DIRECTIONS FOR THIS TASK
The complete set of records should be given again verbatim.

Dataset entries
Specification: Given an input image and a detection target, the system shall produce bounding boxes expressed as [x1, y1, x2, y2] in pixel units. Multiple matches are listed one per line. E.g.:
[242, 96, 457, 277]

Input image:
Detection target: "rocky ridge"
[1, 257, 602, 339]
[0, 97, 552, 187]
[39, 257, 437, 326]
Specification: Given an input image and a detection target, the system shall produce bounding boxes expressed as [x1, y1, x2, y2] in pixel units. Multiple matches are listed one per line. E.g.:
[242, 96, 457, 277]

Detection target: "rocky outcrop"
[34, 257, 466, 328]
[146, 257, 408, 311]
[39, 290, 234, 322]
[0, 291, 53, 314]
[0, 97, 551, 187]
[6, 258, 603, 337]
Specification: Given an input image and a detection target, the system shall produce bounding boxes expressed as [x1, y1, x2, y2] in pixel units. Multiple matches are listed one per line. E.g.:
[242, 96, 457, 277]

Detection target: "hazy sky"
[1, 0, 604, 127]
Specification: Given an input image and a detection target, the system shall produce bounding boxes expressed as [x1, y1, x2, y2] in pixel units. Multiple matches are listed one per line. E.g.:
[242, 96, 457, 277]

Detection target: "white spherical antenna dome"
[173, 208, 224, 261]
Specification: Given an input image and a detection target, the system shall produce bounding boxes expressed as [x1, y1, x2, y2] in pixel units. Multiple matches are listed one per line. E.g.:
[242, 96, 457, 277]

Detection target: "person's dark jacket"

ANSWER TO THE PROBLEM
Specification: Given an input image and a detection target, the system shall produce bounding boxes expressed as [x1, y1, x2, y2] in pixel units. Multiple matches are listed one per line. E.g.:
[242, 96, 457, 277]

Input image:
Detection target: "rocky ridge"
[1, 257, 602, 339]
[0, 97, 552, 187]
[39, 257, 437, 326]
Specification: Given an input image and a detection target, the system shall produce bounding boxes expressed as [x1, y1, x2, y2] in pixel units. Multiple matches are listed one per line. E.g.:
[242, 96, 457, 277]

Detection target: "rocky outcrop"
[34, 257, 466, 328]
[146, 257, 408, 311]
[39, 290, 234, 322]
[0, 291, 53, 314]
[0, 97, 551, 187]
[6, 258, 603, 337]
Specification: Given an input image and a detection target, the system shall produce bounding boxes expressed as [x1, y1, x2, y2] in pixel units. Multiple matches are listed one per line. E.g.:
[242, 96, 457, 277]

Detection target: "hazy sky"
[1, 0, 604, 127]
Specification: Given an input image and a detection target, the system shall produce bounding boxes expressed as [x1, y1, x2, y2] in pixel units. Multiple matches are listed one per line. E.g.:
[242, 96, 457, 277]

Detection target: "white spherical antenna dome"
[173, 208, 224, 261]
Specification: Given an input image and a detection target, the system shall produce bounding boxes expressed as [x1, y1, x2, y2] in pixel units. Multiple matches are listed one per line. E.g.:
[242, 96, 457, 277]

Detection target: "person's dark jacket"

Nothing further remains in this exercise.